--- AVAILABLE DATA ---
<<<<

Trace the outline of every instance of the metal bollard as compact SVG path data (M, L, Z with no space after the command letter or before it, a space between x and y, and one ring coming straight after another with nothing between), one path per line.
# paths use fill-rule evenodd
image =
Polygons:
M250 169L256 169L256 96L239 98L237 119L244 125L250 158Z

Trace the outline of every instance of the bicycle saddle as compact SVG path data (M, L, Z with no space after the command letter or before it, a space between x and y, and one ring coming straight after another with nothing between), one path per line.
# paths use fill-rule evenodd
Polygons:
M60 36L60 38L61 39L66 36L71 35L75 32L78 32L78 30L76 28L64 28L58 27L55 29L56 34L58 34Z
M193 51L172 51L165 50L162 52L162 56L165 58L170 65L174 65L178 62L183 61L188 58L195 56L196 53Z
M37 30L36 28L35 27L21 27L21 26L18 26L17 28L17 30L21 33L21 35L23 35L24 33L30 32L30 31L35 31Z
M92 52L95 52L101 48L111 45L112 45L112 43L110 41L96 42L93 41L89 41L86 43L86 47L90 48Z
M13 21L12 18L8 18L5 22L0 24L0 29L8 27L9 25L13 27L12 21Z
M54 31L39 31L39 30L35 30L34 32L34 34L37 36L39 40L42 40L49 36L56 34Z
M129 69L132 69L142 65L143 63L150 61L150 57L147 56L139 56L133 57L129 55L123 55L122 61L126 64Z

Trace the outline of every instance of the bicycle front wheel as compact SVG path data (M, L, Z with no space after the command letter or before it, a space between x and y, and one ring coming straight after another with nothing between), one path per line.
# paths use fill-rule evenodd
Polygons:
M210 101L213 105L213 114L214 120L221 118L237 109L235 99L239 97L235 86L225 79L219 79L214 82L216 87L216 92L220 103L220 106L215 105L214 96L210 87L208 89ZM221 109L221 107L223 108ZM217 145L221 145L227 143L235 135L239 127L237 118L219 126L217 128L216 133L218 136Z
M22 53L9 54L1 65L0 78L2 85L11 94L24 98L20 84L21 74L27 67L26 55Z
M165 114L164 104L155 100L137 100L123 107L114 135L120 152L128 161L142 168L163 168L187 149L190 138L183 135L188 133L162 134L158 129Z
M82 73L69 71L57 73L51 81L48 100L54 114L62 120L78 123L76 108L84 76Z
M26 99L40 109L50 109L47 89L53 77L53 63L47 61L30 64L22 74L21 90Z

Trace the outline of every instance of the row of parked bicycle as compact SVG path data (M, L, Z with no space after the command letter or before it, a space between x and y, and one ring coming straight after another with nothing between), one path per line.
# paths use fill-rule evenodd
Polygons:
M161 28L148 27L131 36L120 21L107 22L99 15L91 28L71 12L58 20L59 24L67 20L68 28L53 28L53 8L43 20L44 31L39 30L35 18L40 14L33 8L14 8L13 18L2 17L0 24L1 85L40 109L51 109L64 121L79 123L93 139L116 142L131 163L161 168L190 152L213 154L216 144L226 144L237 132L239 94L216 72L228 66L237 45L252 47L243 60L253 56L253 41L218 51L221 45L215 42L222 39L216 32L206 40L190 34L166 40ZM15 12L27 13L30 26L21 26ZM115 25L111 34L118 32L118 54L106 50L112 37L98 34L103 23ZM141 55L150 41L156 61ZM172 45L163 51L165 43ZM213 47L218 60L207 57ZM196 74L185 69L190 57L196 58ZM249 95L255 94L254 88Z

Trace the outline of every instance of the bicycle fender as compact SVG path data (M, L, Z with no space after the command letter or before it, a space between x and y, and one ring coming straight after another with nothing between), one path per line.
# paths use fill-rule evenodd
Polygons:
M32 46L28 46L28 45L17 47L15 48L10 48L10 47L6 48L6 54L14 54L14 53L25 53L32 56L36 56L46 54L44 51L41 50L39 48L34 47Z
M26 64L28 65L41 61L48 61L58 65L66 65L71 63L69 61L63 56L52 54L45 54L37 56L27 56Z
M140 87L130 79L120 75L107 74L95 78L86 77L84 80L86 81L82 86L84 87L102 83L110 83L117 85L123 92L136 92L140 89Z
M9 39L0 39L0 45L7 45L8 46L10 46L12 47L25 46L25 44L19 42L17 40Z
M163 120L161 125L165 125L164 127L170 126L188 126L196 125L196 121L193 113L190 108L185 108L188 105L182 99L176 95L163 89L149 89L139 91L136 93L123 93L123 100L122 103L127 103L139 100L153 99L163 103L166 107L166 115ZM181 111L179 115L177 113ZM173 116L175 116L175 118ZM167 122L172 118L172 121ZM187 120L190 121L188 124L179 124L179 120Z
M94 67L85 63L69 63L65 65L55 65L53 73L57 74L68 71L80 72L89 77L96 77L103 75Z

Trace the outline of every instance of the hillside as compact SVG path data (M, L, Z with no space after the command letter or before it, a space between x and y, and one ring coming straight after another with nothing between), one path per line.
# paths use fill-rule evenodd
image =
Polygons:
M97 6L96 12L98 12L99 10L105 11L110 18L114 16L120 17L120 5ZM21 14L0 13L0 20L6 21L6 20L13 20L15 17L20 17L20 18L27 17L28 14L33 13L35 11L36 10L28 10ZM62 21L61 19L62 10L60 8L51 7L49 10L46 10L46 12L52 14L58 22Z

>>>>

--- WORK INSTRUCTIONS ---
Rewrite the rows from the start through the line containing "M250 169L256 169L256", changing "metal bollard" to "concrete post" and leaving everything else as it is.

--- RESPONSE TO THIS TASK ---
Trace the outline of every instance of the concrete post as compact SVG path data (M, L, Z with no space after the command letter or before it, a space between x and y, and one ring coming straight after another with nothing between), one path per line.
# paths use fill-rule evenodd
image =
Polygons:
M250 169L256 169L256 96L239 98L237 119L244 125L250 158Z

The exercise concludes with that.